In [39]:
import torch
import torch.nn as nn
import numpy as np
import pytorch_lightning as pl
import pandas as pd
from sklearn.metrics import roc_auc_score, auc, precision_recall_curve, confusion_matrix, accuracy_score
from torch.utils.data import DataLoader, TensorDataset
from sklearn.metrics import precision_recall_curve, auc
from pytorch_lightning.callbacks import ModelCheckpoint
from sklearn.model_selection import train_test_split
from sklearn.preprocessing import StandardScaler, MinMaxScaler

In [40]:
train = pd.read_parquet("data/train_all_features.parquet").drop(columns = ["transcript_id", "transcript_position", "seq", "gene_id"])
test = pd.read_parquet("data/test_all_features.parquet").drop(columns = ["transcript_id", "transcript_position", "seq", "gene_id"])

In [41]:
scaler = StandardScaler()
# scaler = MinMaxScaler()

x_train = train.drop(columns = "label")
x_test = test.drop(columns = "label")

train_scaled_arr = scaler.fit_transform(x_train)
test_scaled_arr = scaler.transform(x_test)
train_scaled = pd.DataFrame(train_scaled_arr, columns=x_train.columns)
test_scaled = pd.DataFrame(test_scaled_arr, columns=x_test.columns)

train_scaled["label"] = train["label"].values
test_scaled["label"] = test["label"].values

In [None]:
class BidirectionalRNN(pl.LightningModule):
    def __init__(self, input_size, hidden_size, output_size, learning_rate=1e-3):
        super(BidirectionalRNN, self).__init__()
        self.save_hyperparameters()
        self.hidden_size = hidden_size
        self.rnn = nn.RNN(input_size, hidden_size, batch_first=True, bidirectional=True)

============

Required task 1> Find every line in the entries below that contains the word "separate" and copy each of those lines. Matches must have the same capitalization.

============

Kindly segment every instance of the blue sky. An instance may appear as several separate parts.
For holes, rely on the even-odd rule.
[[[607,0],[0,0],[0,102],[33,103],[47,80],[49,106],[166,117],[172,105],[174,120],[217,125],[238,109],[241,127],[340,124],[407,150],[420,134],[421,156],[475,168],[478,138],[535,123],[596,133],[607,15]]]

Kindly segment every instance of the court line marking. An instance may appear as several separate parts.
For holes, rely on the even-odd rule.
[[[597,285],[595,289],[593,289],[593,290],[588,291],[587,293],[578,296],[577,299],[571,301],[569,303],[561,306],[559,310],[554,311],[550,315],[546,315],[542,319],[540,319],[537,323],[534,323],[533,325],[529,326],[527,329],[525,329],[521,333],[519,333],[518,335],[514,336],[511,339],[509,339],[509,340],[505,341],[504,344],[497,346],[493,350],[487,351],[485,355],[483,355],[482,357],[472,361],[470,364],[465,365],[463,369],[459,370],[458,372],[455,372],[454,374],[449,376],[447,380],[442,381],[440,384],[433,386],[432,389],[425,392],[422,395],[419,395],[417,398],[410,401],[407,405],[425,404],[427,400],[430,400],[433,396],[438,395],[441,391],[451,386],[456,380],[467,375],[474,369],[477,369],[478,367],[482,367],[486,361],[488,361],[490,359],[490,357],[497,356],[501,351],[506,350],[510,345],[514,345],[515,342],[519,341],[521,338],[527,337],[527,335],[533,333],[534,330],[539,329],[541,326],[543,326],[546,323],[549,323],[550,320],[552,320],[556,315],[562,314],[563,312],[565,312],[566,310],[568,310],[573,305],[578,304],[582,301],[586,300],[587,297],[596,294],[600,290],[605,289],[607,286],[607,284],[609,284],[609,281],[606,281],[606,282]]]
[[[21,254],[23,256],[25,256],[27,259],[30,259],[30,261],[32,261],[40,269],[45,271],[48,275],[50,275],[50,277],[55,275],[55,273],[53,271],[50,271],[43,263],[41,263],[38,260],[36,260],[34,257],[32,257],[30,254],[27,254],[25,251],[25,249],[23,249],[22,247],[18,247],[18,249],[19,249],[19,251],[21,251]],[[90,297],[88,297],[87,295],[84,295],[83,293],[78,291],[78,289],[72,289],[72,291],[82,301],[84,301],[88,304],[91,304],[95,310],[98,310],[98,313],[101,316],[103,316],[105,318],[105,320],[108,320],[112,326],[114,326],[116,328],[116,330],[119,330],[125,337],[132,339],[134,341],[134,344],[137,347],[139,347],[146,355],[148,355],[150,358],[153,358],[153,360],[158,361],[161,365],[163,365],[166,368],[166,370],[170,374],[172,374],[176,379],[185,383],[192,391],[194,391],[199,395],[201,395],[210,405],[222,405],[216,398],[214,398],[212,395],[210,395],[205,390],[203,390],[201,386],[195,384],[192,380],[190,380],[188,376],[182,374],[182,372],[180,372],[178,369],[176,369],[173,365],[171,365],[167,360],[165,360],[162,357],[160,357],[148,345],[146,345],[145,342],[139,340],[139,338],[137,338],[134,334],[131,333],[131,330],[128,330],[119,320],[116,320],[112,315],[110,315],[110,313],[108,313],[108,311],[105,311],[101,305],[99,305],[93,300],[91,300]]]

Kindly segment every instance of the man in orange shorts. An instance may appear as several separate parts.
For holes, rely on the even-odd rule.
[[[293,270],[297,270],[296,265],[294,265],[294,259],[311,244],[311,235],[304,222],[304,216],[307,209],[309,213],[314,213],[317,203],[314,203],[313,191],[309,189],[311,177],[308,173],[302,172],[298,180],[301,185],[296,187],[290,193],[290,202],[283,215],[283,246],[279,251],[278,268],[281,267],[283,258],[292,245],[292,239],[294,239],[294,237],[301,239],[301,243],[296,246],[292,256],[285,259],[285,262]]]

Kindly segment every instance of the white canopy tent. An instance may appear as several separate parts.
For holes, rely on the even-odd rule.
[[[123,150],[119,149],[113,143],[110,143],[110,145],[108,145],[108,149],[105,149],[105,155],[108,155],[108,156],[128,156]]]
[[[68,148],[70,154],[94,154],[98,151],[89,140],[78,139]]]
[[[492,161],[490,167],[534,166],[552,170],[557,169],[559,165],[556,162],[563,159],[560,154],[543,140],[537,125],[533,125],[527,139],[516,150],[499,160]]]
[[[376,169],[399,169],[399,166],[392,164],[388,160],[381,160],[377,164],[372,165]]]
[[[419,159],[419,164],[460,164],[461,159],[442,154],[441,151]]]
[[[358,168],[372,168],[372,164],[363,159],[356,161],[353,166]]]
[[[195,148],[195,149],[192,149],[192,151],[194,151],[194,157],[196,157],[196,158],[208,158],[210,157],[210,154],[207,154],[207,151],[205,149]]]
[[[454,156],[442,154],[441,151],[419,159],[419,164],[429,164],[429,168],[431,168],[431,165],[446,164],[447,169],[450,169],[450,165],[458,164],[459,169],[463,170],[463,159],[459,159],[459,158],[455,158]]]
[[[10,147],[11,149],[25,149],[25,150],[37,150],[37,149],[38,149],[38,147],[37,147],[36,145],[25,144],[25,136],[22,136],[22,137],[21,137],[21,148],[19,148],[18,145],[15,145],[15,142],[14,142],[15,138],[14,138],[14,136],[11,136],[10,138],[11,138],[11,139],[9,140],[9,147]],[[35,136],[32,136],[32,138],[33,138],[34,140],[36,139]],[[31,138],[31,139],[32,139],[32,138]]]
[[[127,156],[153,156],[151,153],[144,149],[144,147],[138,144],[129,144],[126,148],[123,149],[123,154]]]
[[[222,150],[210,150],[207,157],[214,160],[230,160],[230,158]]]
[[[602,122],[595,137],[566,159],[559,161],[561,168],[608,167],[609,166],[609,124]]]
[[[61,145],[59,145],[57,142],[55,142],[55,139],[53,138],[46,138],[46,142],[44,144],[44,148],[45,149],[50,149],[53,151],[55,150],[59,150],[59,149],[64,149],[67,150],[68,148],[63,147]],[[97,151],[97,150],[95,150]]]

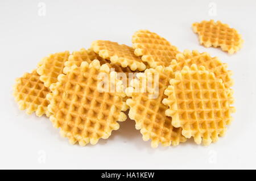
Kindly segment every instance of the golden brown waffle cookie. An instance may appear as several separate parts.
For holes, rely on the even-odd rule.
[[[222,63],[218,57],[210,57],[207,52],[185,50],[183,53],[177,54],[175,59],[171,63],[174,71],[181,70],[184,66],[190,67],[195,64],[197,66],[203,65],[207,70],[213,72],[216,78],[222,79],[225,87],[230,88],[234,84],[231,78],[232,71],[227,70],[228,64]]]
[[[109,60],[123,68],[129,66],[133,71],[143,71],[146,69],[141,57],[134,54],[131,47],[126,45],[119,45],[110,41],[97,40],[92,43],[91,48],[101,57]]]
[[[201,44],[206,47],[220,47],[224,51],[230,54],[237,52],[241,47],[243,40],[241,35],[234,28],[220,21],[214,22],[203,20],[192,24],[193,31],[199,34]]]
[[[57,82],[57,78],[63,73],[65,62],[68,61],[69,56],[68,51],[51,54],[38,64],[37,72],[46,87],[49,87],[52,83]]]
[[[198,144],[202,139],[205,145],[217,141],[232,119],[233,102],[222,82],[204,66],[197,69],[193,64],[176,72],[164,91],[168,98],[163,103],[169,106],[166,114],[172,118],[172,124],[182,128],[182,134],[193,136]]]
[[[113,130],[119,128],[118,121],[123,121],[127,106],[123,99],[123,92],[105,92],[98,89],[100,73],[116,76],[110,73],[106,64],[101,66],[98,60],[89,65],[83,62],[81,66],[65,69],[58,77],[58,82],[51,86],[52,93],[47,96],[50,101],[49,110],[53,113],[50,120],[61,134],[71,144],[77,141],[84,146],[96,144],[101,138],[106,139]],[[109,81],[109,87],[121,83]]]
[[[132,42],[134,53],[142,56],[142,61],[152,68],[158,65],[168,66],[171,60],[175,58],[176,54],[180,53],[177,47],[148,30],[136,32],[133,36]]]
[[[80,66],[84,61],[89,64],[94,60],[98,60],[101,65],[107,64],[110,68],[114,69],[110,70],[113,70],[117,73],[125,73],[127,78],[128,78],[129,73],[133,72],[129,67],[123,68],[121,65],[111,62],[109,60],[100,57],[98,54],[91,49],[86,50],[84,48],[81,49],[79,51],[74,51],[69,56],[68,60],[65,62],[65,68],[63,71],[65,71],[65,69],[69,69],[70,67],[74,65]]]
[[[141,129],[143,140],[151,139],[152,148],[156,148],[159,143],[166,146],[185,142],[186,139],[181,135],[181,129],[172,125],[171,117],[165,115],[168,107],[162,103],[163,99],[167,97],[164,95],[164,91],[173,76],[172,69],[159,66],[155,69],[146,69],[144,73],[139,73],[138,76],[139,81],[134,79],[133,86],[126,90],[127,95],[131,97],[126,100],[126,103],[130,107],[129,117],[135,120],[135,128]],[[153,86],[151,89],[147,87],[144,92],[138,91],[142,91],[146,87],[142,84],[145,80],[152,82],[152,85],[157,85],[159,82],[159,90],[154,89]],[[140,90],[137,91],[136,87],[139,87]]]
[[[44,113],[49,116],[47,109],[49,102],[46,95],[50,90],[39,80],[39,75],[34,70],[32,73],[25,73],[22,77],[16,79],[14,86],[14,96],[21,110],[27,109],[26,113],[35,112],[38,116]]]

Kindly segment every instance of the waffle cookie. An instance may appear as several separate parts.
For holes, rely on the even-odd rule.
[[[167,98],[164,91],[174,75],[171,68],[159,66],[155,69],[146,69],[144,73],[137,75],[139,79],[134,79],[133,86],[126,90],[126,95],[131,98],[126,100],[126,103],[130,107],[129,116],[135,120],[136,129],[141,129],[143,140],[151,139],[152,148],[156,148],[159,143],[167,146],[185,142],[186,139],[181,135],[181,128],[172,126],[172,118],[164,113],[168,107],[162,103],[163,99]],[[153,86],[143,90],[145,86],[142,83],[145,81],[152,82],[152,85],[157,85],[159,82],[159,89]],[[136,91],[136,87],[139,87],[138,91]],[[156,96],[151,96],[153,95]]]
[[[57,82],[57,78],[63,73],[65,62],[68,61],[69,56],[68,51],[51,54],[38,64],[37,72],[46,87],[49,87],[52,83]]]
[[[224,136],[234,108],[230,106],[230,90],[221,79],[204,66],[198,69],[193,64],[176,72],[170,83],[164,91],[168,98],[163,103],[169,107],[166,114],[172,118],[172,125],[182,128],[182,134],[188,138],[193,136],[198,144],[203,140],[208,145]]]
[[[231,78],[232,71],[227,70],[228,64],[222,63],[218,57],[210,57],[207,52],[185,50],[183,53],[177,54],[175,59],[171,63],[174,71],[181,70],[184,66],[190,67],[195,64],[197,66],[203,65],[207,70],[214,73],[216,78],[222,79],[225,87],[230,88],[234,84]]]
[[[193,31],[199,34],[201,44],[206,47],[220,47],[229,54],[237,52],[241,47],[243,40],[241,35],[234,28],[220,21],[214,22],[203,20],[192,24]]]
[[[132,42],[134,53],[142,56],[142,61],[152,68],[158,65],[168,66],[176,54],[180,53],[177,47],[148,30],[136,32],[133,36]]]
[[[133,71],[143,71],[145,64],[137,56],[131,47],[110,41],[97,40],[92,43],[92,49],[103,58],[123,68],[129,66]]]
[[[82,62],[86,61],[89,64],[94,59],[97,59],[97,56],[93,51],[82,48],[79,51],[73,52],[69,55],[68,60],[64,62],[64,66],[71,67],[74,65],[80,66]]]
[[[34,70],[32,73],[25,73],[22,77],[16,79],[14,86],[14,96],[21,110],[26,109],[27,114],[35,112],[38,116],[46,114],[49,116],[47,109],[49,102],[46,95],[50,90],[39,80],[39,75]]]
[[[60,128],[61,134],[71,144],[78,141],[84,146],[89,142],[96,144],[101,138],[108,138],[113,130],[118,129],[117,121],[126,119],[122,111],[127,106],[123,100],[123,92],[107,92],[99,88],[101,80],[98,75],[104,73],[114,76],[115,81],[106,83],[109,87],[120,84],[120,87],[116,73],[110,73],[108,65],[101,66],[96,60],[89,65],[83,62],[80,67],[65,69],[64,73],[51,86],[52,93],[47,96],[53,126]]]

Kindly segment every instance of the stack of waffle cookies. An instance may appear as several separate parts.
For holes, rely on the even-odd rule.
[[[148,30],[136,32],[132,45],[97,40],[43,58],[16,79],[19,108],[46,115],[81,146],[109,138],[127,116],[152,148],[191,137],[208,145],[224,135],[235,111],[226,64],[206,52],[181,52]]]

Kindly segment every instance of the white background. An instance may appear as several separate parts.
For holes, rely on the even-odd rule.
[[[1,0],[0,169],[256,169],[256,1],[211,2]],[[238,30],[243,48],[228,55],[200,45],[191,24],[210,19]],[[88,48],[99,39],[131,45],[133,33],[140,29],[157,32],[181,51],[207,51],[228,63],[237,112],[217,143],[205,147],[189,140],[153,149],[127,120],[96,145],[72,146],[48,118],[18,110],[12,96],[15,78],[42,57]]]

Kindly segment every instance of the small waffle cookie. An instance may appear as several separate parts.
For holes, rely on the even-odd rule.
[[[139,30],[133,36],[134,53],[142,56],[143,61],[154,68],[158,65],[168,66],[177,53],[177,47],[163,37],[148,30]]]
[[[116,72],[110,72],[108,65],[101,66],[96,60],[90,64],[83,62],[80,67],[72,66],[64,73],[51,86],[52,93],[47,96],[53,126],[60,128],[61,135],[68,137],[71,144],[78,141],[84,146],[89,142],[96,144],[101,138],[108,138],[113,130],[119,129],[117,121],[126,119],[122,111],[127,106],[123,100],[123,92],[109,92],[100,89],[102,80],[98,76],[100,73],[114,76],[115,81],[105,83],[112,87],[122,84],[116,78]]]
[[[221,79],[193,64],[176,72],[170,83],[164,91],[168,98],[163,100],[169,107],[166,114],[172,118],[172,125],[182,128],[184,136],[208,145],[224,135],[234,108]]]
[[[243,40],[234,28],[220,21],[203,20],[192,24],[193,31],[199,34],[201,44],[206,47],[220,48],[229,54],[233,54],[241,48]]]
[[[110,41],[97,40],[92,43],[91,48],[101,57],[123,68],[129,66],[133,71],[143,71],[146,69],[141,57],[134,54],[131,47],[126,45],[119,45]]]
[[[25,73],[16,79],[13,95],[21,110],[26,109],[27,114],[35,112],[38,116],[46,114],[49,116],[47,109],[49,102],[46,95],[50,92],[48,88],[39,80],[39,75],[34,70],[32,73]]]
[[[170,67],[163,68],[158,66],[155,69],[146,69],[144,73],[138,74],[139,79],[134,79],[133,86],[126,90],[126,95],[130,97],[126,100],[130,107],[129,116],[135,120],[135,128],[141,130],[143,140],[151,140],[152,148],[156,148],[159,143],[167,146],[177,145],[186,141],[181,135],[181,128],[174,127],[172,118],[165,115],[168,107],[162,103],[163,99],[167,98],[164,91],[173,75]],[[143,82],[158,85],[159,89],[155,86],[146,87]],[[143,90],[145,87],[147,89]],[[138,87],[139,89],[136,90]]]

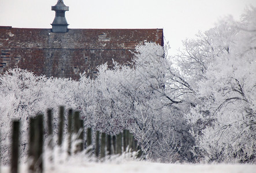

============

Required task 2> From the PyTorch notebook code, copy the passage starting with "test_scaled_arr = scaler.transform(x_test)" and going on through "self.save_hyperparameters()".

Output 1>
Kindly segment every instance of the blue sky. An instance may appear as several separate parts.
Kindly segment every instance of the court line marking. An instance may appear as several separate parts.
Kindly segment every instance of the man in orange shorts. An instance may appear as several separate parts.
Kindly segment every instance of the white canopy tent. An instance may appear as several separate parts.
Kindly segment every instance of the golden brown waffle cookie. An instance may appear as several separate parts.
Kindly segment every instance of the waffle cookie. An instance may appear as several separate parts.
Kindly segment every instance of the stack of waffle cookies. An instance may appear as several separate parts.
Kindly segment every instance of the white background. An instance may appear as several separate parts.
Kindly segment every instance of the small waffle cookie. An instance may appear as several separate parts.

Output 2>
test_scaled_arr = scaler.transform(x_test)
train_scaled = pd.DataFrame(train_scaled_arr, columns=x_train.columns)
test_scaled = pd.DataFrame(test_scaled_arr, columns=x_test.columns)

train_scaled["label"] = train["label"].values
test_scaled["label"] = test["label"].values

In [None]:
class BidirectionalRNN(pl.LightningModule):
    def __init__(self, input_size, hidden_size, output_size, learning_rate=1e-3):
        super(BidirectionalRNN, self).__init__()
        self.save_hyperparameters()